▶ Set problem: Change every "largest circle" to "biggest circle" in the entries. Begin at the start of the entries and stop after the line that has "(1142, 554)". Leave everything else as it is, and leave the pictures out.

▶ Information supplied:

........

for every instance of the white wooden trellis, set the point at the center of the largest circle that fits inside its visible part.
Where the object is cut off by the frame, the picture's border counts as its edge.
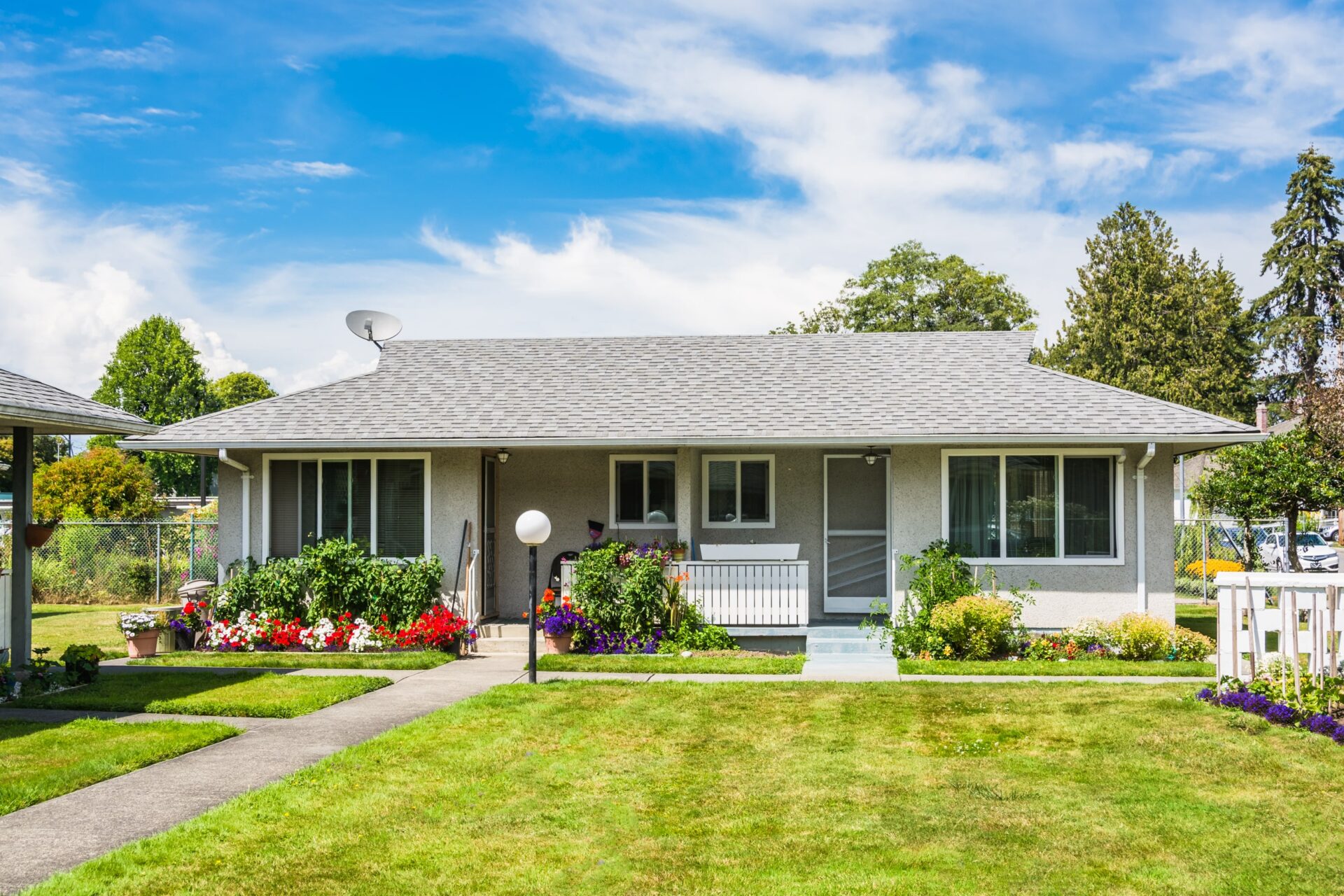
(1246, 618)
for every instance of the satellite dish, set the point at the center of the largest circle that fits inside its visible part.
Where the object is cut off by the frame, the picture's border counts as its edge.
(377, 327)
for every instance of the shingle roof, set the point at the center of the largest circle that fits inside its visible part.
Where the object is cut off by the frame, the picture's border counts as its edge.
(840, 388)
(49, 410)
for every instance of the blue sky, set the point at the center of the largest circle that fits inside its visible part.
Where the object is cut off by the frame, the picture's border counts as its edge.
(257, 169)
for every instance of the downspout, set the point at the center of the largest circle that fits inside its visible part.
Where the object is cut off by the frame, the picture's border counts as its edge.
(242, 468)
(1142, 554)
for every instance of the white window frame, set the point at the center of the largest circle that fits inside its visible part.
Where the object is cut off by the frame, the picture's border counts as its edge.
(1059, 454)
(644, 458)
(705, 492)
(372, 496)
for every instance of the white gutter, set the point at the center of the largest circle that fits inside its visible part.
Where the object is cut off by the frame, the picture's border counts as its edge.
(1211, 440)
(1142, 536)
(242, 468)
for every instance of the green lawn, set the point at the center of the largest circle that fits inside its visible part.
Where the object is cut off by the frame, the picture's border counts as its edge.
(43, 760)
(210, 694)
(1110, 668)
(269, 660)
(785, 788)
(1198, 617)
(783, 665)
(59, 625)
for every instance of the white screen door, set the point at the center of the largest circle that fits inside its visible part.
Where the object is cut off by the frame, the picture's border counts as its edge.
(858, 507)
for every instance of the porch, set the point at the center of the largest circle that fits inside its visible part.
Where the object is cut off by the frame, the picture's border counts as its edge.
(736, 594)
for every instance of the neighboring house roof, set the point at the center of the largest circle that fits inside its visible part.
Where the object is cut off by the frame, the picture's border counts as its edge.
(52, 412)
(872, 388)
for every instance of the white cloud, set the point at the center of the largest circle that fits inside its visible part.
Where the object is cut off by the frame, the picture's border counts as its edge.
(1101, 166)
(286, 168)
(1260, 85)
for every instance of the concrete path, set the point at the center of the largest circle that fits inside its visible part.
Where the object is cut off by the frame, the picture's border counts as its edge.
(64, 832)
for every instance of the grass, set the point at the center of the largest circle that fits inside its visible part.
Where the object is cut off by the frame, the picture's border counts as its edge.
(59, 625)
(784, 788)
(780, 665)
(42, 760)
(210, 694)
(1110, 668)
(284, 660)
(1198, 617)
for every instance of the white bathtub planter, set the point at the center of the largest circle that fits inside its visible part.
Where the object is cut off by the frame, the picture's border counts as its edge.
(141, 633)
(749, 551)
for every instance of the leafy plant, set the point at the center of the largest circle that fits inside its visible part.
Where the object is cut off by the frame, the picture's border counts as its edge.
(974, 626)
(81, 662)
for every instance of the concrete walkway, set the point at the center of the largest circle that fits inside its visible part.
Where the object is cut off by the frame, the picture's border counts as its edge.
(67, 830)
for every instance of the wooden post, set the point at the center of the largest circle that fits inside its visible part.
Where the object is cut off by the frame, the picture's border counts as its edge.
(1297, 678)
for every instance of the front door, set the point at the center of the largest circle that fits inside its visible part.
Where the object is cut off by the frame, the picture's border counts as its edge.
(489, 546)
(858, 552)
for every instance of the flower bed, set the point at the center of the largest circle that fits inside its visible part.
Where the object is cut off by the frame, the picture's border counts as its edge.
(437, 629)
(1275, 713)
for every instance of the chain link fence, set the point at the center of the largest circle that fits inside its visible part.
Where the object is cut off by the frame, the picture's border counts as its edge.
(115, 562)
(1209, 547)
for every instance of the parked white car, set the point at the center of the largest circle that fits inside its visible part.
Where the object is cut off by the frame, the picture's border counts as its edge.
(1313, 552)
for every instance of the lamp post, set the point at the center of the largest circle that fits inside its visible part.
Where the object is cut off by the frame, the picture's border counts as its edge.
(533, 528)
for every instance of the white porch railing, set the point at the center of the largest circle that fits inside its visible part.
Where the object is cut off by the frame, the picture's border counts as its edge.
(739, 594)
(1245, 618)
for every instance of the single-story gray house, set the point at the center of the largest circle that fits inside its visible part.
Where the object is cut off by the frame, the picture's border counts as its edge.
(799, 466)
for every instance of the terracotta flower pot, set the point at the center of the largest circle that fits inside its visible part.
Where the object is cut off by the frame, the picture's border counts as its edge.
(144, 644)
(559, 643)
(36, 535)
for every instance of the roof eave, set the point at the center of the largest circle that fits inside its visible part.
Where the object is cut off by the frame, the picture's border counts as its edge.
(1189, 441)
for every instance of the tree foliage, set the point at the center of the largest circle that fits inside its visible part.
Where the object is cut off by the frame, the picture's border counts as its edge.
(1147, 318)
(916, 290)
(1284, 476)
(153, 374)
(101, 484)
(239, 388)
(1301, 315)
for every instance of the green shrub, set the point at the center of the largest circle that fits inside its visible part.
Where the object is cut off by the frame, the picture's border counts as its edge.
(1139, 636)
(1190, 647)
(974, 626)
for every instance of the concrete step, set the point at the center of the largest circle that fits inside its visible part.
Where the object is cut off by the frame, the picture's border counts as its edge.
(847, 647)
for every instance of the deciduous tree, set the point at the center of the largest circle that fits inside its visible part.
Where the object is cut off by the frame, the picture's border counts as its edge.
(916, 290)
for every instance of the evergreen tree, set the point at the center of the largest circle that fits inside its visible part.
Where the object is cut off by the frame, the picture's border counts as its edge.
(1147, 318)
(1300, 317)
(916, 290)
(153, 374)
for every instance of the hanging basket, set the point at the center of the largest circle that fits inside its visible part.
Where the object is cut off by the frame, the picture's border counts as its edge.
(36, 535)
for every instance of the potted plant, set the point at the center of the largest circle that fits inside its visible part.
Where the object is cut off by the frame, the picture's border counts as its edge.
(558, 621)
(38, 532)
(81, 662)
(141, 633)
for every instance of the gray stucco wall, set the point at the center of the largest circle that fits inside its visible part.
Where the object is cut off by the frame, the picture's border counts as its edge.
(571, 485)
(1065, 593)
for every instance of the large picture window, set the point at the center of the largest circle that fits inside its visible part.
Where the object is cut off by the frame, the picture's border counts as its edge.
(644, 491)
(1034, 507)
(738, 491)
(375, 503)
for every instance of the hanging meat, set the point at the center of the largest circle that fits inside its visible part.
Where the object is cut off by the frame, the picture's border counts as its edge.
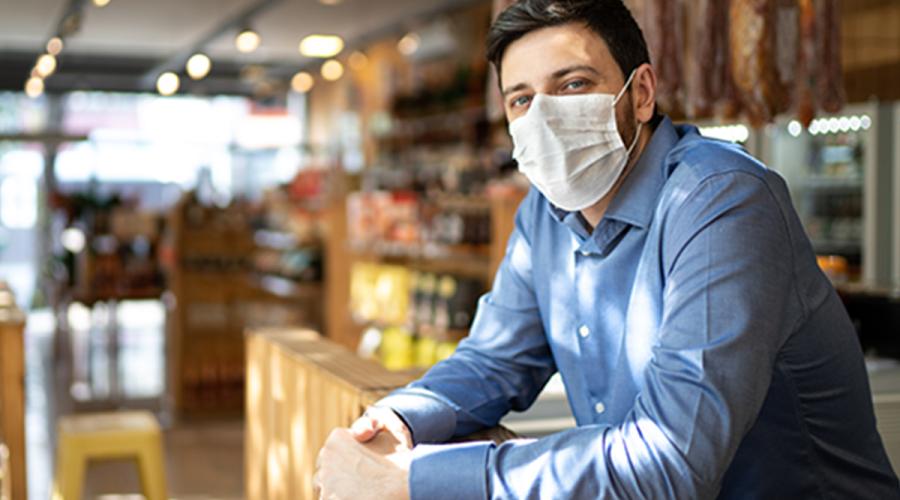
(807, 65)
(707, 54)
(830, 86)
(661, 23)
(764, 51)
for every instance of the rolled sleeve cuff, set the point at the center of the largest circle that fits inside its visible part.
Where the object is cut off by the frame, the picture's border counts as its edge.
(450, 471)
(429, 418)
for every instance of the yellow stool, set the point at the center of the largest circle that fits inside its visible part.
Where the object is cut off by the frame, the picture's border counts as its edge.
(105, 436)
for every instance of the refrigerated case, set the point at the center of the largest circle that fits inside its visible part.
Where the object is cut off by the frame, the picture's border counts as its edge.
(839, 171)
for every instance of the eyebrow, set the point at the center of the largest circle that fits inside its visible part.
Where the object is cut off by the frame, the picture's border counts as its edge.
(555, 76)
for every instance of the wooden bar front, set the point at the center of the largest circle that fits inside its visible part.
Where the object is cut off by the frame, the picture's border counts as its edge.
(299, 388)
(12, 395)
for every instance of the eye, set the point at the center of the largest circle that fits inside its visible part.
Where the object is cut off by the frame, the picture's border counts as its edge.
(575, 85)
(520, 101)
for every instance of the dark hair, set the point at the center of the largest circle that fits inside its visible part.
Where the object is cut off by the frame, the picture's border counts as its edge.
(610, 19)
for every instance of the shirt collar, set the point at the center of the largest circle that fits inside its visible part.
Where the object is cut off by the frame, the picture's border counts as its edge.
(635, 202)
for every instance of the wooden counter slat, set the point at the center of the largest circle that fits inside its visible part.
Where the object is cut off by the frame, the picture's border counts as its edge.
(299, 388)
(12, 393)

........

▶ Response to the exercise:
for every instance of the white wooden trellis, set the point at the center of the biggest circle that fits inside its visible part.
Where the object is cut off by the frame, the picture's border counts as its edge.
(1246, 618)
for every instance of the satellite dish, set the point at the center of the biggest circle that fits inside its visible part.
Where the object is cut off by the frame, the picture's border counts as its edge.
(377, 327)
for every instance of the shingle roof, set the point at the center of the biggest circle that fits inside its visible part.
Where the object is cut off by the frame, the picture's border counts as its edge.
(840, 388)
(49, 410)
for every instance of the blue sky, set the point at the center of the biggest circle that fits inside its visible part.
Where the object is cut off by the frame, the picture's border counts as its edge.
(257, 169)
for every instance of the downspout, set the point at the center of the biggest circle that fits inside its visible part.
Where the object is cut off by the frame, the picture's border counts as its edge.
(242, 468)
(1142, 554)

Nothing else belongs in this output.